▶ _TASK GOAL_
Copy out each line of the data below in which "white" appears.

▶ _GIVEN RECORDS_

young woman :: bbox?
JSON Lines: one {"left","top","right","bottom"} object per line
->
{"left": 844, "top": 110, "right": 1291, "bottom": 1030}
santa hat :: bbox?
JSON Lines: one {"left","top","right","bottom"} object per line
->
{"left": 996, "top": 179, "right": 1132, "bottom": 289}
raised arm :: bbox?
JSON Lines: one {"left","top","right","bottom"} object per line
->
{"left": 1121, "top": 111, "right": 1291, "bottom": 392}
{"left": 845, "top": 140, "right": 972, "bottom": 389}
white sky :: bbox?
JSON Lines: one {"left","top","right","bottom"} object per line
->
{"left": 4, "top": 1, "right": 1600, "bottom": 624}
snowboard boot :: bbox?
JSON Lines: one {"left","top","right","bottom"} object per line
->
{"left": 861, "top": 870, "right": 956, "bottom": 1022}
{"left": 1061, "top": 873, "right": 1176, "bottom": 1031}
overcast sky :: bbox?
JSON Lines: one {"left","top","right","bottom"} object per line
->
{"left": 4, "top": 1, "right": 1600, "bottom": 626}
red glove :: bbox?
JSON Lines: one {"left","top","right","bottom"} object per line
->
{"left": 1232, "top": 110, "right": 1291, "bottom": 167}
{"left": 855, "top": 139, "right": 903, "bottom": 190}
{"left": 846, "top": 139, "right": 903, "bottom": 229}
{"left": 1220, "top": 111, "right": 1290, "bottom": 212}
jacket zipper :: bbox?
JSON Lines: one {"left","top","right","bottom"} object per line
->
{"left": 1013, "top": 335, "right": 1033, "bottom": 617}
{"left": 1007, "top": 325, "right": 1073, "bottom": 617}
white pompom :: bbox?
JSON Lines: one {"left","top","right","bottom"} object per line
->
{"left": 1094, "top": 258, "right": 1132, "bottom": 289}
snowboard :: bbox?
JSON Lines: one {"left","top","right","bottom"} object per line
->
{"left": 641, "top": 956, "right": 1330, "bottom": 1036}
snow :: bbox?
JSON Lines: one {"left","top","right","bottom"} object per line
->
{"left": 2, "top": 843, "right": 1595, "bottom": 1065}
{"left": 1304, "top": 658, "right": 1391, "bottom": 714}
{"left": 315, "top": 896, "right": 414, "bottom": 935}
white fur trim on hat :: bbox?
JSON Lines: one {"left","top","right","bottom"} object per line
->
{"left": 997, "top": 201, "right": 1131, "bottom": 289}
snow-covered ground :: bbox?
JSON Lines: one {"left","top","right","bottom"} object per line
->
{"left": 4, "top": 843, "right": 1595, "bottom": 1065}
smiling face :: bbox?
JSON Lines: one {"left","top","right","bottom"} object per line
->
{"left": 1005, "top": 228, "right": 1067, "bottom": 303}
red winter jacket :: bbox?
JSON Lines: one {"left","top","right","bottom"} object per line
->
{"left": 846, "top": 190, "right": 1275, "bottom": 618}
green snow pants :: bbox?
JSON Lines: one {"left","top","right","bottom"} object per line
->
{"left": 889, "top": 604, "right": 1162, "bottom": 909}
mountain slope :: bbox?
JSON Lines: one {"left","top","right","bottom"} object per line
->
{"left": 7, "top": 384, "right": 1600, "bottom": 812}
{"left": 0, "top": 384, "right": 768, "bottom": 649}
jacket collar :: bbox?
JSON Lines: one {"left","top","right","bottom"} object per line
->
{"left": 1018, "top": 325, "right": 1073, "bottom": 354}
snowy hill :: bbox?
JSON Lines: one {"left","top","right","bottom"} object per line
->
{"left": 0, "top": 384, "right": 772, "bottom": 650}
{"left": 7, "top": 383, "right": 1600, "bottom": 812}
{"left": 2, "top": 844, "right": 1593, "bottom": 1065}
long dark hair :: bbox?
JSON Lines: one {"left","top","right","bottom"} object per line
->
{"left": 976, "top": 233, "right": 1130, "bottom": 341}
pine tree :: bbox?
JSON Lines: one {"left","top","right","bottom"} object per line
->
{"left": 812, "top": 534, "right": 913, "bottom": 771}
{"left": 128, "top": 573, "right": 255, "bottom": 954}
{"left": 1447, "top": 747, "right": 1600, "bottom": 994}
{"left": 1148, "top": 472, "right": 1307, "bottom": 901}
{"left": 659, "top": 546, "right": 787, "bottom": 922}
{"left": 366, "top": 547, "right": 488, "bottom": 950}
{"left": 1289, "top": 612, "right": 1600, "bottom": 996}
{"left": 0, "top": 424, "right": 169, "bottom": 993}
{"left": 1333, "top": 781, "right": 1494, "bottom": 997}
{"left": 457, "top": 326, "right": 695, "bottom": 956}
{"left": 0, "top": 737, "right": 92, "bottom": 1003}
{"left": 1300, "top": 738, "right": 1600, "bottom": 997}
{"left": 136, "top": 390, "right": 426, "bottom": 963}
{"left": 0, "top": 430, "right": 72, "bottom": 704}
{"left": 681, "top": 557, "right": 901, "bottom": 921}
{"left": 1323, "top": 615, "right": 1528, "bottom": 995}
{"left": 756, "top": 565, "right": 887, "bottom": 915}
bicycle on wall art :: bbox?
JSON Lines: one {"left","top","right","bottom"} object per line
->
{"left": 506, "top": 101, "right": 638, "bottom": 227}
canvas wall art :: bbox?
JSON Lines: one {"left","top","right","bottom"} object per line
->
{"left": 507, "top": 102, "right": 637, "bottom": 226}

▶ _TASK SOLUTION_
white sky :: bbox?
white pompom :: bbox?
white fur trim on hat :: bbox?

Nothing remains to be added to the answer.